任务说明>
(1) 南泥湾短文中,南泥湾距离延安城多少公里?
(2) 请从最后一句之后续写南泥湾短文。

原文出处>
***

战斗的歌声(原创)


南泥湾的前身是烂泥湾。烂泥湾的写照是野兽出没,荒无人烟。它曾经是一个原生态的动植物乐园。中国共产党人来到这里,靠的是一把把镢头,书写着传奇的历史,改地欢天。

那是在抗日战争时期,国民党反动派加强了对陕甘宁边区的经济封锁。他们妄想把共产党人困死、饿死在延安——这个没有铁丝网的牢笼里。毛泽东同志发出了“自己动手、丰衣足食”的伟大号召。边区军民纷纷响应,加入到了开荒拓地、纺纱织布的大生产运动的洪流之中。

南泥湾是一座历史的丰碑。1941年的春天,王震旅长率领三五九旅的六个团的 11958人的兵力,向距离延安城45公里的南泥湾开拔。他们手中的轻型武器是镢头。镢头敢啃硬骨头,所以它不怕吃土的苦。每一位八路军战士都是爆破手,撅头就是炮,汗珠子就是弹。更有甚者,有的战士赤臂上阵。他们大汗淋漓了一片片热情的土地,花香四溢了一座座诗意的山河。

开荒的日子是很苦涩的,你必须以野人的姿势出场。没有吃的,就只能挖野菜。没有住的,除了露宿荒山老林,就只能搭建起简陋的窝棚。夏日里蚊虫叮咬。它们偷袭我军,动用的是反动派的幽魂和日本鬼子的毒牙。八路军只须一个巴掌,就能够打响猛烈战斗的枪声。

***

数据条目>
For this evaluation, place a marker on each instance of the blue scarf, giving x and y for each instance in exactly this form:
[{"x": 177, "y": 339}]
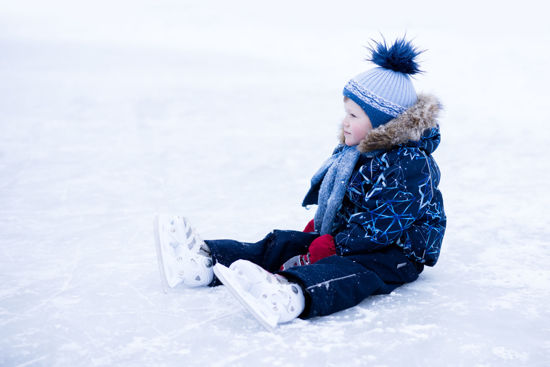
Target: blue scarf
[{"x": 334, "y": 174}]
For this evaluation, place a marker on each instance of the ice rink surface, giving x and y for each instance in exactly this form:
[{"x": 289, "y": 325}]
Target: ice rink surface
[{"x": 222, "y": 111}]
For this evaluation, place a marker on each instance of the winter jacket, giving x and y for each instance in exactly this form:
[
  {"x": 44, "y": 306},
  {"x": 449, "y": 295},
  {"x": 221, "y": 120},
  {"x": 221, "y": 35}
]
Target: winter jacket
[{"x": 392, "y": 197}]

***

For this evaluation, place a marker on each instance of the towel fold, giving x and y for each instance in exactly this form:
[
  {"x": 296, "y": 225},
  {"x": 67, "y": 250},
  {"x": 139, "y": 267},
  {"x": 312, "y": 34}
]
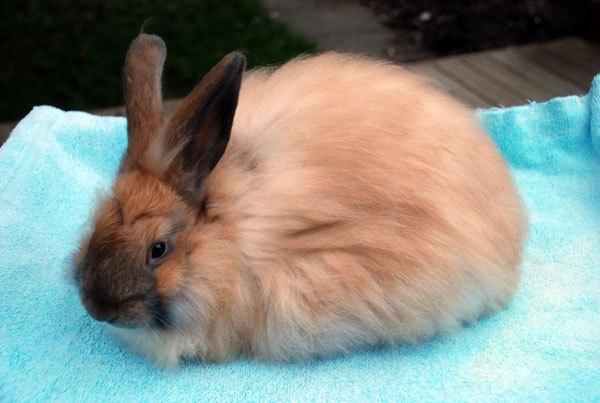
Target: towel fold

***

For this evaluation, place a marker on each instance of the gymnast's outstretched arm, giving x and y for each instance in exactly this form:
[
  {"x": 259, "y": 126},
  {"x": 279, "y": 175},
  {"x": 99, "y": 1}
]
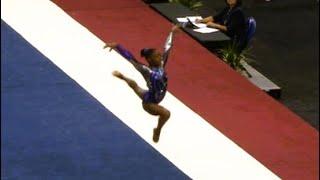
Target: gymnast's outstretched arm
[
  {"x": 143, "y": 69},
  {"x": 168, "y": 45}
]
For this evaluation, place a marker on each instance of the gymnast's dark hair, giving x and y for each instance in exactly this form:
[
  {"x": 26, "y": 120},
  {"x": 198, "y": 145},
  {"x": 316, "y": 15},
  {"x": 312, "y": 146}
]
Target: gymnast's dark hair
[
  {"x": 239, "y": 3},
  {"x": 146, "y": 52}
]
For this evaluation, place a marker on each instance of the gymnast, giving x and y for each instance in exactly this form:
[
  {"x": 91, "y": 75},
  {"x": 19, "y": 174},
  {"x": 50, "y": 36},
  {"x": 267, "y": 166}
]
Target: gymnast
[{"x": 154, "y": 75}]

***

各题答案>
(1) 45公里。

(2)
不久,在朱德的建议和周扬的安排下,贺敬之等人有幸与《解放日报》的记者黄钢一起前去南泥湾,对那里的自然景观进行采风,对那里的愚公精神进行采访。途中他们巧遇一位老乡。老乡给他们的采访打了一通退堂鼓:“娃子们啊,你们怎么敢去南泥湾啊?那可不是人待的地方!”不是人待的地方,那是谁待的地方呢?一是野生动物呆的地方呗!二是原始植物待的地方呗!三是鬼呆的地方呗!鬼呆的地方,人类能去吗?当然能去。共产党人是不怕鬼的。他们在鬼影里出现,是驱走阴森恐怖的神光。

贺敬之也不是吓唬长大的。他在苦水中成长,早就把吃苦耐劳当成了家常便饭。老乡似乎还不甘心,为了劝贺敬之等人回头,他还唱上了陕北民歌信天游:“南泥湾啊烂泥湾,荒山臭水黑泥潭 。方圆百里山连山,只见树梢不见天。狼豹黄羊山鸡窜,一片荒凉少人烟。”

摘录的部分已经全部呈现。